• **Assigned task A**:
Answer these questions using the tree trimming and pruning page.
(i) Which city and state are named as the service area?
(ii) What does removing dead branches promote?
(iii) During which storms do older mature urban trees have a higher likelihood of failure?
• **Assigned task B**:
Quote word for word the passage of the tree trimming and pruning page that opens with the words containing "This is the" and closes with "its natural beauty.".

• **Excerpt provided**:
= = = =

Tree Trimming and Pruning
Benefits of Professional Pruning
Complete Tree Trimming & Pruning in Atlanta, Georgia and surrounding areas.
This is the most common tree maintenance procedure. Why should you trim your trees on a regular basis?
- Improve the health of the tree. Dead branches are the prime area where decay can enter the trunk and other areas of the tree. Removal of these dead branches will promote healthy callus growth over these wounds.
- Improve the overall canopy structure. Trees with weak branch attachment points are very common in our landscapes. It is important to have a knowledgeable tree worker to know which branches to remove.
- Improve the appearance of the tree in the landscape. We all love looking at trees; proper pruning can return that overgrown and neglected tree back to its natural beauty.
- Mitigation of Risk. Many of our older mature urban trees can have multiple structural defects. During our spring and summer storms, these trees have a higher likelihood of failure. Our team works with one of the top Certified Arborist that specializes in Tree Risk Assessments. We can evaluate your tree using the latest technical tools to measure internal decay.

= = = =

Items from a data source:
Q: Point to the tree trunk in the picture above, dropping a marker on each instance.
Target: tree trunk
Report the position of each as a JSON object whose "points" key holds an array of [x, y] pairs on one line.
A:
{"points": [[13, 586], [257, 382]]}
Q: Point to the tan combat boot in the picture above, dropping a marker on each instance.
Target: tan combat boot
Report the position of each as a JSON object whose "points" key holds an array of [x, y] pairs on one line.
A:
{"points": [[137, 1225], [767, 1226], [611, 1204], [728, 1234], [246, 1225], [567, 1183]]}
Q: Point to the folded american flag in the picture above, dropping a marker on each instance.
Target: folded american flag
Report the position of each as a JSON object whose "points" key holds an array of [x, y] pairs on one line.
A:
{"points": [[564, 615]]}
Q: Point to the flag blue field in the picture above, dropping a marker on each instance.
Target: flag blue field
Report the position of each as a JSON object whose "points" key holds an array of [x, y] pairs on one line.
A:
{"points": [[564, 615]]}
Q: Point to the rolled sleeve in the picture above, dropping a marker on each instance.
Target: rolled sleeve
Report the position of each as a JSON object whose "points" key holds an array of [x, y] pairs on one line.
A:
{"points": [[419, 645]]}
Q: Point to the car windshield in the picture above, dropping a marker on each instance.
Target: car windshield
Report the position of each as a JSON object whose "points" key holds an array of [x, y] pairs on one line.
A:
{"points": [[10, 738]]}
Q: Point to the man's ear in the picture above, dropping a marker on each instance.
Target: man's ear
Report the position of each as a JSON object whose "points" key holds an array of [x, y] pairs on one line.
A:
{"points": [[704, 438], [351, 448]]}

= = = =

• **Written answer A**:
(i) Atlanta, Georgia, and surrounding areas.
(ii) Healthy callus growth over the wounds.
(iii) Spring and summer storms.

• **Written answer B**:
This is the most common tree maintenance procedure. Why should you trim your trees on a regular basis?
- Improve the health of the tree. Dead branches are the prime area where decay can enter the trunk and other areas of the tree. Removal of these dead branches will promote healthy callus growth over these wounds.
- Improve the overall canopy structure. Trees with weak branch attachment points are very common in our landscapes. It is important to have a knowledgeable tree worker to know which branches to remove.
- Improve the appearance of the tree in the landscape. We all love looking at trees; proper pruning can return that overgrown and neglected tree back to its natural beauty.